17.7 Antenne-installaties
Burgemeester en wethouders kunnen met een omgevingsvergunning afwijken van de regels van het bestemmingsplan voor het oprichten van:
a. antenne-installaties op daken van bestaande gebouwen, voor zover niet vergunningsvrij, waarbij plaatsing op gebouwen niet zijnde woningen de voorkeur heeft, en geen sprake is van:
1. een monument;
2. aantasting van het stedenbouwkundige beeld ter plaatse;
3. aantasting van het woonklimaat.
b. vrijstaande antenne-installaties die niet op bestaande gebouwen worden opgericht, mits:
1. de bouwhoogte van de antenne-installatie maximaal 40 meter bedraagt;
2. de antenne-installatie inclusief de bijbehorende technische installaties en de bedrading worden ingepast in de omgeving;
3. geen sprake is van landschappelijk en/of ruimtelijke verstoring;
4. zo veel mogelijk gebruik wordt gemaakt van:
- site sharing;
- plaatsing op bestaande overige bouwwerken;
- enkele hoge masten in plaats van meerdere lage masten;
5. bij het oprichten van antenne-installaties wat betreft plaatsing daarvan de hier genoemde volgorde wordt aangehouden:
- in eerste instantie moet de antenne-installatie worden geplaatst op, aan of bij infrastructurele werken;
- indien plaatsing zoals genoemd onder I. om technische redenen niet mogelijk is, wordt de antenne-installatie bij gebouwen geplaatst;
- indien plaatsing zoals genoemde onder I. en II. niet mogelijk is, wordt plaatsing aan de rand van bossen voorgestaan;
- indien plaatsing zoals genoemd onder I., II., en III. niet mogelijk is, wordt plaatsing in open gebied toegestaan.

* [GEGEVENSREGELS]
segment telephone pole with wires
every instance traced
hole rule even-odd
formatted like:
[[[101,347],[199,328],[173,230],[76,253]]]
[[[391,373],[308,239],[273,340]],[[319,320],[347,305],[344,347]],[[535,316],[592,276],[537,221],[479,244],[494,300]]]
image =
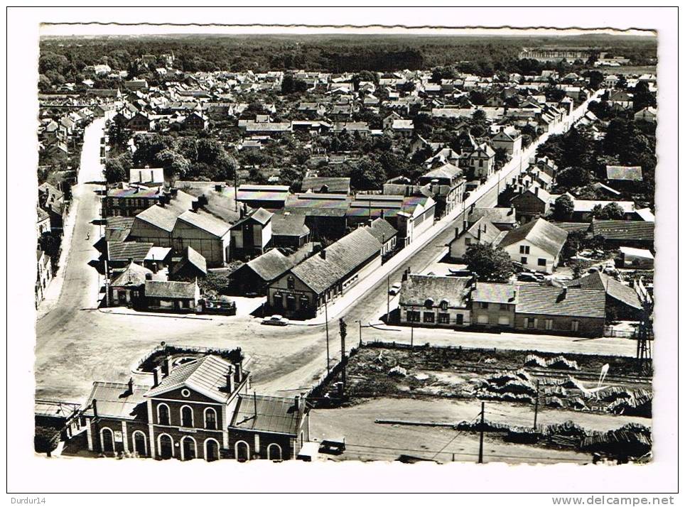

* [OPDRACHTEN]
- a) Leg in één tot drie zinnen uit wanneer een vrijstaande antenne-installatie volgens de tekst over antenne-installaties bij gebouwen wordt geplaatst.
- b) Som in de voorgeschreven volgorde alle plaatsen op die de tekst over antenne-installaties noemt voor het oprichten van vrijstaande antenne-installaties.
- c) Schrijf de tekst over antenne-installaties verder vanaf het punt waar die ophoudt.
De regels komen uit een andere bron dan de tekst over antenne-installaties.

* [UITWERKINGEN]
- a) Een vrijstaande antenne-installatie wordt bij gebouwen geplaatst als plaatsing op, aan of bij infrastructurele werken om technische redenen niet mogelijk is.

- b)
1. Op, aan of bij infrastructurele werken
2. Bij gebouwen
3. Aan de rand van bossen
4. In open gebied

- c)
17.8 Erfafscheiding
Burgemeester en wethouders kunnen met een omgevingsvergunning afwijken van de bestemmingsbepalingen en hogere erfafscheidingen voor de voorgevel toestaan, onder de voorwaarde dat:
a. de bouwhoogte maximaal 2 meter bedraagt;
b. uitsluitend transparante (draad)omheiningen en/of (draad)erfafscheidingen worden toegepast, eventueel met haagdragende constructie;
c. de belangen van de eigenaren en/of gebruikers van betrokken en nabijgelegen gronden niet onevenredig worden geschaad;
d. de verkeerssituatie het plaatsen van de erfafscheiding toelaat;
e. het straat- en bebouwingsbeeld niet onevenredig worden geschaad;
f. advies ingewonnen wordt bij de kwaliteitscommissie.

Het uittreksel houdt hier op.